> [Dataset entries]:
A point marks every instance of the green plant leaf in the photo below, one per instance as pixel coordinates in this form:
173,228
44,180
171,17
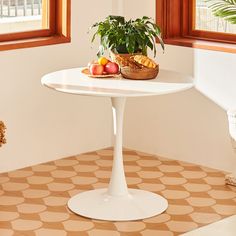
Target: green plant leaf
130,36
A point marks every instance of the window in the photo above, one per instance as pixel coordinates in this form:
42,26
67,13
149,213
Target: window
29,23
192,23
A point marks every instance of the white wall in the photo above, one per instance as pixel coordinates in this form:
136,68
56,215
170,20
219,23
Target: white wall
185,126
43,125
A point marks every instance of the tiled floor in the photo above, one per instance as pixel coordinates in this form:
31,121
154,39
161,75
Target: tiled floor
33,200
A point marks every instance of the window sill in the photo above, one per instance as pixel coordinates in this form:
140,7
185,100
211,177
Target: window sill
202,44
34,42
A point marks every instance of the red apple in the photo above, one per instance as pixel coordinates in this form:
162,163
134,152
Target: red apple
96,69
112,68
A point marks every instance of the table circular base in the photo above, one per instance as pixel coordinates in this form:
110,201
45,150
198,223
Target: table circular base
98,204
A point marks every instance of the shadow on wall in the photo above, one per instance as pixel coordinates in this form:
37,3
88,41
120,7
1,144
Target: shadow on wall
2,133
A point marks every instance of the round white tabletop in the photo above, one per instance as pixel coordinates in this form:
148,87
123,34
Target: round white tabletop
73,81
117,202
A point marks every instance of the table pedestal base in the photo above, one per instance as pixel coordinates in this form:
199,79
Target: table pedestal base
136,205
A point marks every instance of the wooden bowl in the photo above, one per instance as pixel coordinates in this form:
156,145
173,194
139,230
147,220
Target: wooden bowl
131,70
139,74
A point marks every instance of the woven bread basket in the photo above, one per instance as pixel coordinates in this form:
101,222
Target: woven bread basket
132,70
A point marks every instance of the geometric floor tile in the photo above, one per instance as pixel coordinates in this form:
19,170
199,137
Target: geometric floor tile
33,200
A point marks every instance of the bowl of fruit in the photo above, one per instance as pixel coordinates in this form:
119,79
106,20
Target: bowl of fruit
102,68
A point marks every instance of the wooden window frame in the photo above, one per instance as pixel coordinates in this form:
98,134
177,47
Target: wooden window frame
176,19
58,32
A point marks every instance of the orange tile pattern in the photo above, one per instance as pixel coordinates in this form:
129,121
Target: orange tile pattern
33,200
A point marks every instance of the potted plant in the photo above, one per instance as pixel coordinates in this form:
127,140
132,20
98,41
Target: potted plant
132,36
124,39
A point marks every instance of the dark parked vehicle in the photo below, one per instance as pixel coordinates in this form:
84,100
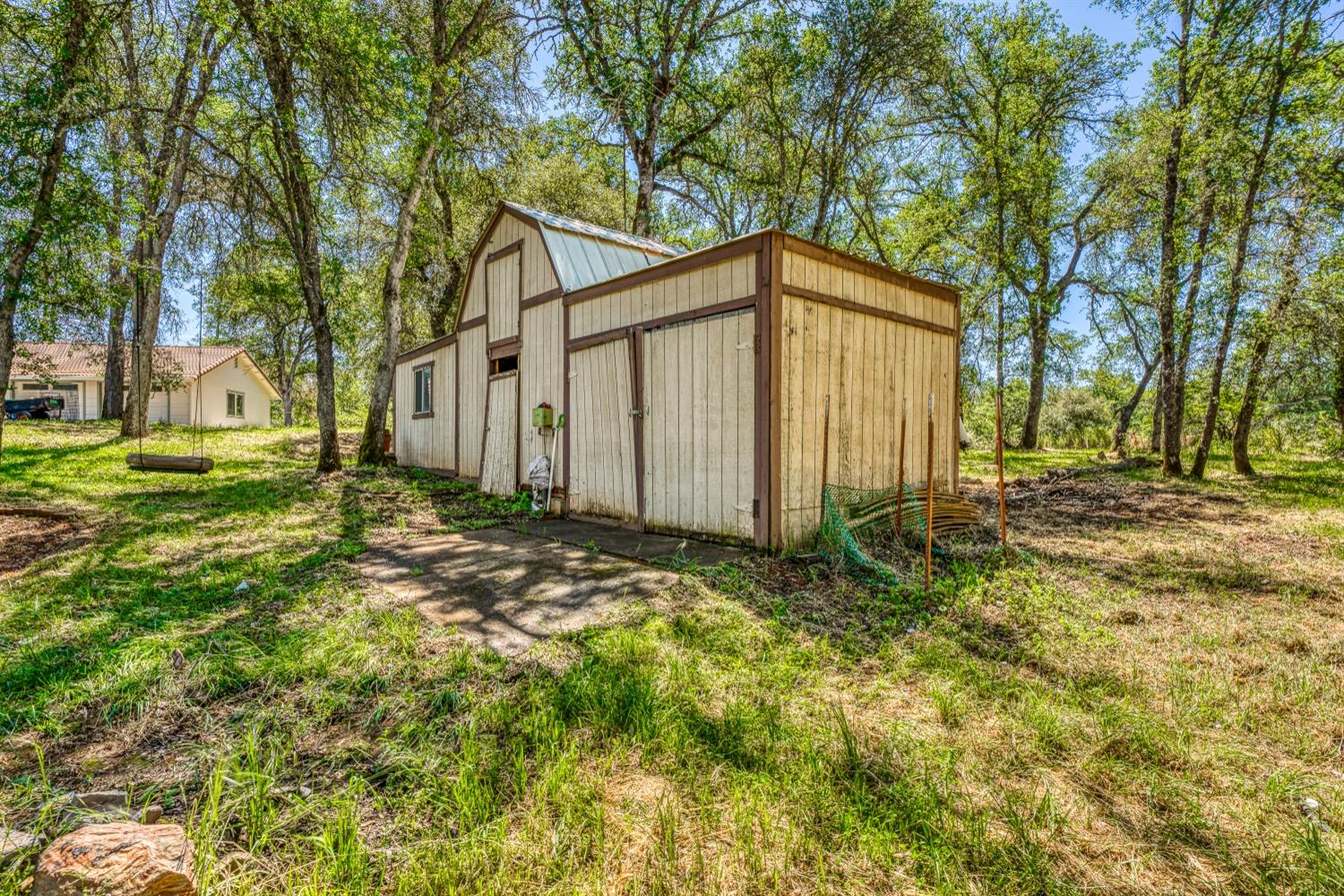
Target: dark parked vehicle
35,409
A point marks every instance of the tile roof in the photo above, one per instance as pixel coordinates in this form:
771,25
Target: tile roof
86,360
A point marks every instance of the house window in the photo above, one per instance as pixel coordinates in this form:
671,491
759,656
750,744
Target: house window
424,390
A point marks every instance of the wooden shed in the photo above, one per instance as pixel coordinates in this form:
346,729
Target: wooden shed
694,384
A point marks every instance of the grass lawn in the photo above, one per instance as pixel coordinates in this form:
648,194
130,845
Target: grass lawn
1139,702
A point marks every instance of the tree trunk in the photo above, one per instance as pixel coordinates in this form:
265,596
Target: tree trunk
1126,413
1244,230
19,252
371,446
1037,387
441,308
1155,444
1260,351
147,281
115,370
1167,279
644,187
163,187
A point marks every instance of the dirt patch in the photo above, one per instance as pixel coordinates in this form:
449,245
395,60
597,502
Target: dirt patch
29,535
508,590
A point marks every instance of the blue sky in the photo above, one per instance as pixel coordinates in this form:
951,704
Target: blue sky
1077,15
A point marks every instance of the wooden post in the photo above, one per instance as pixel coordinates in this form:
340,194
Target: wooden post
999,462
900,470
825,457
929,508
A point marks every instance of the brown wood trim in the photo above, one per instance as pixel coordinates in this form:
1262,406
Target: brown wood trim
516,246
540,298
674,265
457,410
873,269
504,347
667,320
760,400
776,418
596,339
637,422
410,355
486,427
956,441
564,430
812,296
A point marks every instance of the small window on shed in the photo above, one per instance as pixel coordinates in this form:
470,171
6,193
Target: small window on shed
424,390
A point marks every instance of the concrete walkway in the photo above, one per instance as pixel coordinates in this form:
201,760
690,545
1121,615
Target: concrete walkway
508,590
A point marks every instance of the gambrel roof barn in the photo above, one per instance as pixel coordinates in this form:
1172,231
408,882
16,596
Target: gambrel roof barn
699,389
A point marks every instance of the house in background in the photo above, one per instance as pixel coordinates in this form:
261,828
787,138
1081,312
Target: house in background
230,386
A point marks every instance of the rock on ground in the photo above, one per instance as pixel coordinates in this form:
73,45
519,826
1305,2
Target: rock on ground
120,858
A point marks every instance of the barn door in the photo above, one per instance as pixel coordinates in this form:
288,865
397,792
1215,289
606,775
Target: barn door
499,460
699,426
602,469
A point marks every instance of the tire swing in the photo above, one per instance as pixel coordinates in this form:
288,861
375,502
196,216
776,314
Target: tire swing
196,462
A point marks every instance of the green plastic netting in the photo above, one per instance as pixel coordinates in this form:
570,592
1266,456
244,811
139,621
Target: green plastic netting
857,521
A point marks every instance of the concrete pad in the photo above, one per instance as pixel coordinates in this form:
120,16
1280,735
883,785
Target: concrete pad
663,549
508,590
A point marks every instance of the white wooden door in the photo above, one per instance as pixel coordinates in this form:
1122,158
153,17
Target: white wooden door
500,458
699,426
602,478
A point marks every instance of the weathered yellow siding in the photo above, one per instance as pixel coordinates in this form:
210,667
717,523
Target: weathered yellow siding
502,288
602,437
538,276
873,370
542,371
499,466
699,425
687,290
426,441
473,371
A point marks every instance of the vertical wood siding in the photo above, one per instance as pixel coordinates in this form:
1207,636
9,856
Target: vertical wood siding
472,368
699,394
602,438
502,287
871,367
542,376
687,290
500,461
538,276
426,441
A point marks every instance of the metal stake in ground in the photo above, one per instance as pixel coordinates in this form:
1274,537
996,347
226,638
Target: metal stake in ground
900,470
825,455
929,509
999,461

> [TASK OBJECTIVE]: Scan the data for the word "below" and copy every line where it shows up.

> [RESPONSE TO THIS TASK]:
A point marks every instance of the green plant leaf in the photo below, one per instance as pixel coordinates in this form:
A point marks every instance of the dark parked vehicle in the photo below, one per instance as pixel coordinates in this form:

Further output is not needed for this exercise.